*** Begin section ***
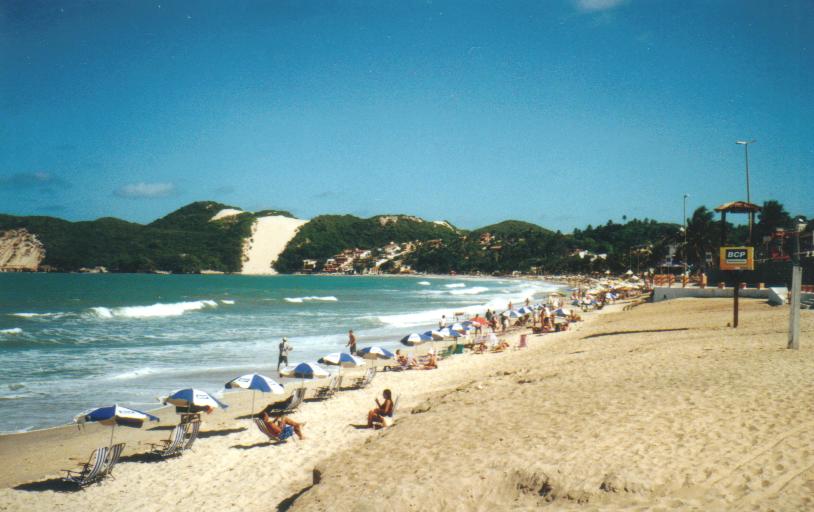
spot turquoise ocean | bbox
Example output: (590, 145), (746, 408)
(0, 274), (561, 433)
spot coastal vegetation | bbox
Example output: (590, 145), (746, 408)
(0, 199), (809, 280)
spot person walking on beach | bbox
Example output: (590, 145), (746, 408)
(278, 337), (292, 373)
(347, 329), (357, 355)
(439, 315), (447, 330)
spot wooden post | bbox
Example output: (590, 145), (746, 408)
(788, 265), (802, 349)
(733, 279), (740, 328)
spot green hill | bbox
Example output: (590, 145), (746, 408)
(0, 202), (256, 273)
(273, 214), (459, 273)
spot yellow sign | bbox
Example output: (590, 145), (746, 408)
(719, 246), (754, 271)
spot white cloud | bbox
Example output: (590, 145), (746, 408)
(574, 0), (626, 12)
(114, 182), (176, 198)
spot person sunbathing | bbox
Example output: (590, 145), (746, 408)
(261, 412), (304, 440)
(367, 389), (394, 428)
(396, 350), (409, 367)
(422, 351), (438, 369)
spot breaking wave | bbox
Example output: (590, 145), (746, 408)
(449, 286), (490, 296)
(444, 283), (466, 288)
(417, 281), (431, 286)
(0, 328), (23, 335)
(284, 296), (339, 303)
(88, 300), (218, 319)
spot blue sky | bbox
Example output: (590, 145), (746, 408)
(1, 0), (812, 231)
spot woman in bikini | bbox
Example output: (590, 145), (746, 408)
(261, 412), (305, 440)
(367, 389), (393, 428)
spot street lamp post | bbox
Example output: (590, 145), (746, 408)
(683, 193), (689, 277)
(736, 139), (756, 241)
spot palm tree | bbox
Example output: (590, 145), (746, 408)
(685, 206), (717, 271)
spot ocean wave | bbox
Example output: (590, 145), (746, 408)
(88, 300), (218, 319)
(444, 283), (466, 288)
(220, 299), (235, 305)
(284, 296), (339, 303)
(449, 286), (490, 296)
(0, 328), (23, 335)
(417, 281), (431, 286)
(11, 312), (67, 319)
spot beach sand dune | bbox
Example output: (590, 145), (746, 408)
(241, 215), (307, 275)
(1, 298), (811, 511)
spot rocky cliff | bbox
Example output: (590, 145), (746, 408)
(0, 228), (44, 271)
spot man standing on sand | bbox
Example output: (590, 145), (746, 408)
(347, 329), (357, 355)
(439, 315), (447, 330)
(278, 337), (292, 373)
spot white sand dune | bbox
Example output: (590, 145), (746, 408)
(241, 215), (307, 274)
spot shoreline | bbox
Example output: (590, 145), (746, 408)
*** End section ***
» **PROBLEM DESCRIPTION**: Check each line above for "person" and return the ones that have it.

» **EXERCISE ANSWER**:
spot person walking on beach | bbox
spot person sunbathing | bbox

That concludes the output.